▶ _Instructions for the task_
Please reproduce the stretch from the line containing "task: segment the blue window frame" through the line containing "[[[83,112],[83,118],[84,119],[86,119],[86,112]]]", both lines included, with every character unchanged.

▶ _Data for this exercise_

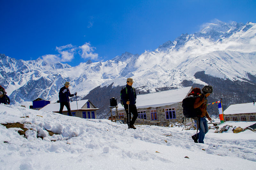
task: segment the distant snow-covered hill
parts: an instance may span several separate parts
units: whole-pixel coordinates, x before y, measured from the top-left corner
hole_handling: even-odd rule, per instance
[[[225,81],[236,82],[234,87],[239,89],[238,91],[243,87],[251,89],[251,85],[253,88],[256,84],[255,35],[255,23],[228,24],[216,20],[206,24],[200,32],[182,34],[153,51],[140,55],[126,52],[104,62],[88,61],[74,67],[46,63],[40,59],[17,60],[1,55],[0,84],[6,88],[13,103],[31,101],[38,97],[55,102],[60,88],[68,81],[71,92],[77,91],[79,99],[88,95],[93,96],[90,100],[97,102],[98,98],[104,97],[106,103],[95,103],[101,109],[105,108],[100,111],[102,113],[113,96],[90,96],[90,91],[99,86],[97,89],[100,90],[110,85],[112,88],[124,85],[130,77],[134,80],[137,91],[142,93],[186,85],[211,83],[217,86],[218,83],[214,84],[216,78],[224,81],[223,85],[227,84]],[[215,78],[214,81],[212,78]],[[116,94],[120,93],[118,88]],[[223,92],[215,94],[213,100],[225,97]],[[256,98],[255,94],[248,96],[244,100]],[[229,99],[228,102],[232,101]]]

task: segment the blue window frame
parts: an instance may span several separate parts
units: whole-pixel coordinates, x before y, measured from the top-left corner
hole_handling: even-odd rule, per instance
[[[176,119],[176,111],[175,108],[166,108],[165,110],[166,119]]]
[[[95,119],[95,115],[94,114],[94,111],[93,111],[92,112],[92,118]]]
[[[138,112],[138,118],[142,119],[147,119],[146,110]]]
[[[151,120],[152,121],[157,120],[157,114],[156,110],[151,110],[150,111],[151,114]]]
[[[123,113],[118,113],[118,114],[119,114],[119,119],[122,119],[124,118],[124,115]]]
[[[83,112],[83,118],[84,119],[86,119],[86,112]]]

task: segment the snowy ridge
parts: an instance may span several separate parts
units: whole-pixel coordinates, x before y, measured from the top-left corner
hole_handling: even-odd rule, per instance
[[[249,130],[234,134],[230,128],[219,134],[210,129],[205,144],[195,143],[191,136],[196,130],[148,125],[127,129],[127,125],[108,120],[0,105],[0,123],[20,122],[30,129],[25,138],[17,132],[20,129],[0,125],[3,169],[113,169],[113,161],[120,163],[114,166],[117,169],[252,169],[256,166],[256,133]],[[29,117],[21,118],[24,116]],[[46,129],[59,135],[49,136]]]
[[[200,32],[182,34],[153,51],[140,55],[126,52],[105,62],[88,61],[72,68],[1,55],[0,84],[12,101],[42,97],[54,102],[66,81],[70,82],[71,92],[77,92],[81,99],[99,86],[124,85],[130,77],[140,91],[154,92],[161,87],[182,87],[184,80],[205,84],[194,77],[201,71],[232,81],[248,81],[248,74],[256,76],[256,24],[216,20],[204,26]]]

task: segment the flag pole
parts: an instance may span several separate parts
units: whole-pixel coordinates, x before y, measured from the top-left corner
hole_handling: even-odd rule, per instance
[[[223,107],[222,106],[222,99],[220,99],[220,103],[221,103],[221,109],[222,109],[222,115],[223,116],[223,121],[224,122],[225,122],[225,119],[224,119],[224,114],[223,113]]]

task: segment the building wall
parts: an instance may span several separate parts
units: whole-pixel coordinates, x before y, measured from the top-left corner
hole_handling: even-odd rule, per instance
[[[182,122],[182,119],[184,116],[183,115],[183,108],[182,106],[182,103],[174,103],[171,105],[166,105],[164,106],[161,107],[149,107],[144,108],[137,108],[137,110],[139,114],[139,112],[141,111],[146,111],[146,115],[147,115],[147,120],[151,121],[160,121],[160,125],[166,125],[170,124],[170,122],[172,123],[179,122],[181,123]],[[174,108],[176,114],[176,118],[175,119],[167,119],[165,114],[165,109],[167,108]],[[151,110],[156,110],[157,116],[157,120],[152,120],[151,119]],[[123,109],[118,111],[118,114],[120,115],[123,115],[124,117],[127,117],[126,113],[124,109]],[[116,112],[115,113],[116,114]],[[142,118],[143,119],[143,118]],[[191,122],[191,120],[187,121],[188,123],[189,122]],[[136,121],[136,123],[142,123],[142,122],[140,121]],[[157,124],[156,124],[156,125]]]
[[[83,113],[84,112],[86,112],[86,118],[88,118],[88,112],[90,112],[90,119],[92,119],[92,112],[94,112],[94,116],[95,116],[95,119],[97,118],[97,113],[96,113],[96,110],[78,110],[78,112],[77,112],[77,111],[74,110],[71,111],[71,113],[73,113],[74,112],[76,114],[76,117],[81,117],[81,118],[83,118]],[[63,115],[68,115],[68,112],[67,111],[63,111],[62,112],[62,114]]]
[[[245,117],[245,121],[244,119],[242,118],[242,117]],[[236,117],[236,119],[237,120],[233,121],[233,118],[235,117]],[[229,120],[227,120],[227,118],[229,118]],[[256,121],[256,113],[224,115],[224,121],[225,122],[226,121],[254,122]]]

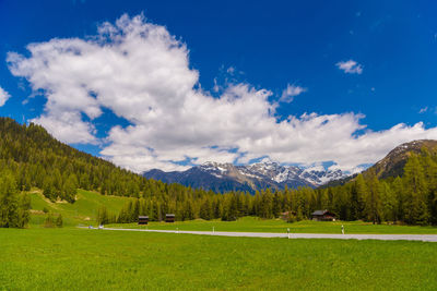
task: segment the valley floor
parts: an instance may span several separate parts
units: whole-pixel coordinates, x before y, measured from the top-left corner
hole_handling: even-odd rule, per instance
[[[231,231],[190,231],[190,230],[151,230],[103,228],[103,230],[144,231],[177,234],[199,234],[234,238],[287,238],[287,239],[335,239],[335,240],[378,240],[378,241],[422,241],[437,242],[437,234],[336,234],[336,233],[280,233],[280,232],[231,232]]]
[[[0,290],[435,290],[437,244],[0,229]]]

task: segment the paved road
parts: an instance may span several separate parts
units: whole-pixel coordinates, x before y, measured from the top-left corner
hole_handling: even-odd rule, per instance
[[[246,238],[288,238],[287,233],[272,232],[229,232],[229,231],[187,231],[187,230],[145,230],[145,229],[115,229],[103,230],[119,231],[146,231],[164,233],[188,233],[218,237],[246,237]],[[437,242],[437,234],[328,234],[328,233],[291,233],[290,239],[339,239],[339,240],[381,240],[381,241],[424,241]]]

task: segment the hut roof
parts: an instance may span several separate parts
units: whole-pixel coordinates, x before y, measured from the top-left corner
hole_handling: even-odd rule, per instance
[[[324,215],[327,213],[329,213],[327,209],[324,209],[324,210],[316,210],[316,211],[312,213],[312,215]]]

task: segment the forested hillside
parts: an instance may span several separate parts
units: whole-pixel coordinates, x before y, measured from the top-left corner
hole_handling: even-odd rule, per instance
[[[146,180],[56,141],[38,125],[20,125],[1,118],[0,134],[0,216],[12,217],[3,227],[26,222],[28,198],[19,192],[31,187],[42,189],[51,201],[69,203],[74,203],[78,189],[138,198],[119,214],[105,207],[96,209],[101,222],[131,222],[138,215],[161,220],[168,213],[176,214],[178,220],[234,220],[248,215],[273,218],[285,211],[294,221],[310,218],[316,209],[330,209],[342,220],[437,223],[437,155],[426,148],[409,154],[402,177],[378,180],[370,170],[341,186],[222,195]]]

▶ _Solution to the problem_
task: segment the blue window frame
parts: an instance may span several separate parts
units: whole-pixel coordinates, x before y, measured from the top-left corner
hole_handling: even-odd rule, per instance
[[[176,119],[176,111],[175,108],[166,108],[165,110],[166,119]]]
[[[95,119],[95,115],[94,114],[94,111],[93,111],[92,112],[92,118]]]
[[[138,112],[138,118],[142,119],[147,119],[146,110]]]
[[[151,120],[152,121],[157,120],[157,114],[156,110],[151,110],[150,111],[151,114]]]
[[[123,113],[118,113],[118,114],[119,114],[119,119],[122,119],[124,118],[124,115]]]
[[[83,112],[83,118],[84,119],[86,119],[86,112]]]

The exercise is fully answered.